◆ **Task item**:
For the data below, give again exactly the lines from the one containing "Phrase: hiking boot" through the one containing "Phrase: dark pants", both ends included, and no others.

◆ **Records shown**:

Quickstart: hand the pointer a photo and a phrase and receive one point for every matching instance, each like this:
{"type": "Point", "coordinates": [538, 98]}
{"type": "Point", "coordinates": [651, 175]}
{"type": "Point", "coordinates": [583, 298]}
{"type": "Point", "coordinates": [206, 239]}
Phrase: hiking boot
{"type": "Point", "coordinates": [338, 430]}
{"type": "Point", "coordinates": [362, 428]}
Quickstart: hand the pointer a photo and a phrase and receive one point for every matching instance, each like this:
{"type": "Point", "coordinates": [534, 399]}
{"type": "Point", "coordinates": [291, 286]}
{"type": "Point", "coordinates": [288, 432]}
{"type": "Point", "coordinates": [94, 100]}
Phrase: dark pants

==

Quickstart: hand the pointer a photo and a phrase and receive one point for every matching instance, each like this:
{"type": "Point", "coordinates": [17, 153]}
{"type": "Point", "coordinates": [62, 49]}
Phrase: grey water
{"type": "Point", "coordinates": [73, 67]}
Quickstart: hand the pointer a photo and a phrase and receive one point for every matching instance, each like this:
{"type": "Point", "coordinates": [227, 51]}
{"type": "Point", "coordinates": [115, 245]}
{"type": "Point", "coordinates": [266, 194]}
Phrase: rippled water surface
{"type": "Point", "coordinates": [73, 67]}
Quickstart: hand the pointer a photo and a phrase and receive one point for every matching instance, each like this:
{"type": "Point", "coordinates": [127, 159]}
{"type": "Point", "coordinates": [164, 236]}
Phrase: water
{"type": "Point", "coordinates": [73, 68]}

◆ **Response for this exercise**:
Phrase: hiking boot
{"type": "Point", "coordinates": [338, 430]}
{"type": "Point", "coordinates": [362, 428]}
Quickstart: hand the pointer a photo and a phrase and receive one point for every matching instance, each like this:
{"type": "Point", "coordinates": [534, 399]}
{"type": "Point", "coordinates": [291, 286]}
{"type": "Point", "coordinates": [288, 432]}
{"type": "Point", "coordinates": [94, 100]}
Phrase: dark pants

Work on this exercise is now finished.